• Consigne 1
Transformez en liste JSON de chaînes tout ce qui va de la ligne des enregistrements contenant « Where can you see the mosaic » jusqu'à la fin de ces enregistrements, bornes comprises, avec une chaîne par ligne et sans les lignes vides.

• Texte fourni
■ ■ ■
Pour conclure que les appelants en l’espèce ont le droit de contester le montant du jugement, il faudrait que j’ajoute implicitement au paragraphe 323(1) les termes « ou tout montant inférieur dont la personne morale aurait pu être tenue responsable à la suite d’un appel accueilli de sa cotisation ». Il ne m’appartient tout simplement pas de le faire. Je suis d’accord avec les conclusions auxquelles sont arrivés le juge en chef Garon et le juge Tardif. Je signale que ces décisions ont été critiquées et décrites comme n’étant pas valables en droit. Je ne suis pas d’accord. La politique peut certainement être critiquée de façon légitime, mais ces critiques devraient être adressées au Parlement, étant donné que c’est ce dernier, et non les tribunaux, qui formule les politiques […]

 

[Renvoi omis]

 

[8]     Il peut y avoir de bonnes raisons pour qu’un contribuable ne soit pas autorisé à contester la cotisation sous-jacente et, au vu des propos du juge Bowie, il pourrait y avoir de bonnes raisons pour qu’un contribuable soit autorisé à la contester.
■ ■ ■
• Données de l'exercice
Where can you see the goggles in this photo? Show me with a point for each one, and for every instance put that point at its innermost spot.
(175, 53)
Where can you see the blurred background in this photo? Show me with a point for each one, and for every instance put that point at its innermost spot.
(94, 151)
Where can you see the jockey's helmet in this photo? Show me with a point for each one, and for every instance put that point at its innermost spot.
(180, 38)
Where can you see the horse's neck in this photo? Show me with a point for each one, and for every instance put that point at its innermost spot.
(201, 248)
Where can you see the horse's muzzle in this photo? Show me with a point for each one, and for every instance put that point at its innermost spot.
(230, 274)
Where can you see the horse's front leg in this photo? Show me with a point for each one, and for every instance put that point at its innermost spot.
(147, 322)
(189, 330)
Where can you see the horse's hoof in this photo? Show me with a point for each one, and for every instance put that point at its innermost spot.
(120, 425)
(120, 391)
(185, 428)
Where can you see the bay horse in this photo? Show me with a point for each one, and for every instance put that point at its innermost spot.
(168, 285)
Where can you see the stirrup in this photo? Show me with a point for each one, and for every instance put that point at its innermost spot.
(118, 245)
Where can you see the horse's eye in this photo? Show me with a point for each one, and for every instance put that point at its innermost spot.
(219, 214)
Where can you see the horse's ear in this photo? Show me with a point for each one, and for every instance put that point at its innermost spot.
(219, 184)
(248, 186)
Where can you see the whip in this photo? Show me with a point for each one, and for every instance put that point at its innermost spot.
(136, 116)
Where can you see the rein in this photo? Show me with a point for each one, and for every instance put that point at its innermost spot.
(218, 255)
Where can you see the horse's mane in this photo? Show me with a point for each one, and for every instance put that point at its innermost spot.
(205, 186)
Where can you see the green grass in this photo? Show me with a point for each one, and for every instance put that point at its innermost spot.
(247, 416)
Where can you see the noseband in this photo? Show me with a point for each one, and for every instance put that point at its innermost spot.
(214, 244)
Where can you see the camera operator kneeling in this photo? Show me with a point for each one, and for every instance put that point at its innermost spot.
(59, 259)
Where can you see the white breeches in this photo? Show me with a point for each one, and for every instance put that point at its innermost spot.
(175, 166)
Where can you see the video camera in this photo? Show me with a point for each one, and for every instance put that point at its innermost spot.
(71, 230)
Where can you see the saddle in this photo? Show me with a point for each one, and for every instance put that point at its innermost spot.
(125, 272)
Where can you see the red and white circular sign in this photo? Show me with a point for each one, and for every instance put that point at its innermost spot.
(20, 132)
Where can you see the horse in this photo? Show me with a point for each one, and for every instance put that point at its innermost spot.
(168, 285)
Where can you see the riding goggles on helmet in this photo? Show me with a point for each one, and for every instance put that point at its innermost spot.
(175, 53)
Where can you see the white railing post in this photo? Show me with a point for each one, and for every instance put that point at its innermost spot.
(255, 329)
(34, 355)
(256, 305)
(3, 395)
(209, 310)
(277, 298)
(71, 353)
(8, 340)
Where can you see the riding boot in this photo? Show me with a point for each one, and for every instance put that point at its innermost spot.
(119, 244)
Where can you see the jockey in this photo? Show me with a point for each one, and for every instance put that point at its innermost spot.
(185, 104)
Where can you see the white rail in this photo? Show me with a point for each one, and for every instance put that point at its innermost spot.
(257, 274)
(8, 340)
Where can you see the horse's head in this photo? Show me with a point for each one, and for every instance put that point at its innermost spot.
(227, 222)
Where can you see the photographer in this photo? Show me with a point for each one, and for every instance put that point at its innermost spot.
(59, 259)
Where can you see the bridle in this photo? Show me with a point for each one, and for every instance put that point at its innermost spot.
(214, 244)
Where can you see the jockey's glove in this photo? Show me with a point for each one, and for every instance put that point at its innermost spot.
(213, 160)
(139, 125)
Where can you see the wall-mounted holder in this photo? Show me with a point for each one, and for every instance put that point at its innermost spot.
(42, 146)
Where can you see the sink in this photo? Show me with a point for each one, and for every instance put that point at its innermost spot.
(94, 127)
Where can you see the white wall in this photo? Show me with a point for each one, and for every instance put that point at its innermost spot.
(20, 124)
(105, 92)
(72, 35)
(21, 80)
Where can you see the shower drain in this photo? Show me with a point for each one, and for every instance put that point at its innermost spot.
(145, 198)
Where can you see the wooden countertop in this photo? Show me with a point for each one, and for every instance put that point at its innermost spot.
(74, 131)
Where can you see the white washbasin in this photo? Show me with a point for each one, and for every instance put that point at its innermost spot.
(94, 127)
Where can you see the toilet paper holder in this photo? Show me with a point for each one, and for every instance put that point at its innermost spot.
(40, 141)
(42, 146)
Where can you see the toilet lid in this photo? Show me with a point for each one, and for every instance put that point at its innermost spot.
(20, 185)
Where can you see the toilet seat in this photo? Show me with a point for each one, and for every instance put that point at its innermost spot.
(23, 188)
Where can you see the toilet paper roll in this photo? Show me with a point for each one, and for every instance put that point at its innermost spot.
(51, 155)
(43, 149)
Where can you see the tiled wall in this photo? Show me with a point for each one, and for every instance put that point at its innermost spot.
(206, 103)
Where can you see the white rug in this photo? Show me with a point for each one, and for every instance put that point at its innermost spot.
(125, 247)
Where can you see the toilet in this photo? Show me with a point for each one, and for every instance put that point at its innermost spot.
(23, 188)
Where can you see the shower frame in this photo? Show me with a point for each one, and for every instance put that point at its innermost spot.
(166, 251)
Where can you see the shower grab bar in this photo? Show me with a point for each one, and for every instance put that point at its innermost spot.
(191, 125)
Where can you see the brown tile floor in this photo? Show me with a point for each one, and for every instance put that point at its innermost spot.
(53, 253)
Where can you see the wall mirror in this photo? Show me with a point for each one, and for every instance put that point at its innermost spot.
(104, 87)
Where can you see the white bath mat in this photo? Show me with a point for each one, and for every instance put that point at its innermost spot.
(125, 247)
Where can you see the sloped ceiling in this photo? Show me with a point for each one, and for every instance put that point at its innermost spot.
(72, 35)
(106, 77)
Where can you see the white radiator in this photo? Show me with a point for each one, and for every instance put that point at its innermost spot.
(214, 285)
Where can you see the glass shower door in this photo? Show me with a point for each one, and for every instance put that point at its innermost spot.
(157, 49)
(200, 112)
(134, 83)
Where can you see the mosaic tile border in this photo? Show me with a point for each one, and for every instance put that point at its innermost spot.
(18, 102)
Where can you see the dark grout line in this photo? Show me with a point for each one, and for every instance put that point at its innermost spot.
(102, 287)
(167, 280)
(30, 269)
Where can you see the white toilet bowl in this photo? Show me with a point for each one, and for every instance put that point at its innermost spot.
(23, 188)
■ ■ ■
• Consigne 2
Reproduisez à l'identique, dans le texte fourni, tout le passage allant de « [Renvoi omis] » jusqu'à « à la contester. », ces deux bornes incluses.

• Résultat 1
[
  "Where can you see the mosaic tile border in this photo? Show me with a point for each one, and for every instance put that point at its innermost spot.",
  "(18, 102)",
  "Where can you see the dark grout line in this photo? Show me with a point for each one, and for every instance put that point at its innermost spot.",
  "(102, 287)",
  "(167, 280)",
  "(30, 269)",
  "Where can you see the white toilet bowl in this photo? Show me with a point for each one, and for every instance put that point at its innermost spot.",
  "(23, 188)"
]

• Résultat 2
[Renvoi omis]

 

[8]     Il peut y avoir de bonnes raisons pour qu’un contribuable ne soit pas autorisé à contester la cotisation sous-jacente et, au vu des propos du juge Bowie, il pourrait y avoir de bonnes raisons pour qu’un contribuable soit autorisé à la contester.